*Task requirements*
Extract each line of the records that contains the string "step". Matching is case-sensitive.

*Given information*

════════════════

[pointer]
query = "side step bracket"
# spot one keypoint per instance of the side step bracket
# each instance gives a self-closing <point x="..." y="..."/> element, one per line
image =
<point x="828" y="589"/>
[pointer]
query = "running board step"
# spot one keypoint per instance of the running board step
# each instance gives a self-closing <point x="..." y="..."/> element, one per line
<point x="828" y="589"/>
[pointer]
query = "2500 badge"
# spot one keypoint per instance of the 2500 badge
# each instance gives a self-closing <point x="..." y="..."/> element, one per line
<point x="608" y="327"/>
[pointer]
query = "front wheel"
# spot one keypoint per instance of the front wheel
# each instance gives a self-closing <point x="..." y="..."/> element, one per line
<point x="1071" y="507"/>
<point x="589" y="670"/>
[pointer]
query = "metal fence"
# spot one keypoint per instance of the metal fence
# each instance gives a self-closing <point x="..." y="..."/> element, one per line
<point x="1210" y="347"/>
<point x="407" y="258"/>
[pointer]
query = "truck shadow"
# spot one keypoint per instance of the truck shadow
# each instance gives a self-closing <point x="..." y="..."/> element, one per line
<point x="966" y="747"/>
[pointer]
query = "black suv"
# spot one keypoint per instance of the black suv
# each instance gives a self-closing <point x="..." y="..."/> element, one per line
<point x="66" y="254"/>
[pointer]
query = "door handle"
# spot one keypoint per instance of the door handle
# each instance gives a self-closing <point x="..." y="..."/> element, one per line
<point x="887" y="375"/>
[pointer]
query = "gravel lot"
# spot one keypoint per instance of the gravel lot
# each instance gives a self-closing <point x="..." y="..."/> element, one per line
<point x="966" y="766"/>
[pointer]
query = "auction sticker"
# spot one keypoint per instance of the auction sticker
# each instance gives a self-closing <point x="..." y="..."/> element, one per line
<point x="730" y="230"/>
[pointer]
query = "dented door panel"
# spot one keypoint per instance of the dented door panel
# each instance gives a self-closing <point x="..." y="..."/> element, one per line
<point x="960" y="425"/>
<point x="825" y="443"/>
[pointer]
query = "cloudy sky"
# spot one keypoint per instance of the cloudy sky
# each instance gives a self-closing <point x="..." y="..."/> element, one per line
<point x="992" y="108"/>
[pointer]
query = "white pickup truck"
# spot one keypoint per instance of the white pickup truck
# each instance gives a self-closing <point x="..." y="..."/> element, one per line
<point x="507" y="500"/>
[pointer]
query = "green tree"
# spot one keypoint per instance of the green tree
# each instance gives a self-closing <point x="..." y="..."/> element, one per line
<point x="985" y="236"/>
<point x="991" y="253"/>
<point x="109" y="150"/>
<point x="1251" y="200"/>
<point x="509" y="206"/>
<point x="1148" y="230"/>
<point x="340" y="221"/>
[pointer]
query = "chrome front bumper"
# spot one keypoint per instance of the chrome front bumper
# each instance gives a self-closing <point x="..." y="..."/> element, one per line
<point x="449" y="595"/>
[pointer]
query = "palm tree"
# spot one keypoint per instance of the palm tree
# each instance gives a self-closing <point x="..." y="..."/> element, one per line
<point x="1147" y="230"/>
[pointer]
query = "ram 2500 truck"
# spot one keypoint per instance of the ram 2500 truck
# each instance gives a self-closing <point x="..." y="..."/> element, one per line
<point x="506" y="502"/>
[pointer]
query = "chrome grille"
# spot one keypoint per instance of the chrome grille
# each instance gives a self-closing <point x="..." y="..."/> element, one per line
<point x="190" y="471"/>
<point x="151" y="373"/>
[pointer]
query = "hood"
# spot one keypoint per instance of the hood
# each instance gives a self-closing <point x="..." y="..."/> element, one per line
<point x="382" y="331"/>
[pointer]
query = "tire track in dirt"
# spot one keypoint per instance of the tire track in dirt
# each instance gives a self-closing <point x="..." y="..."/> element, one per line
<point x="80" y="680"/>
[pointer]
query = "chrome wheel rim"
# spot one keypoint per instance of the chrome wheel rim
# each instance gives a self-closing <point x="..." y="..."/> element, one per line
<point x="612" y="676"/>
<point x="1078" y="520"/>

════════════════

*Written reply*
query = "side step bracket"
# spot one keypoint per instance of the side step bracket
query = "running board step"
# spot one keypoint per instance of the running board step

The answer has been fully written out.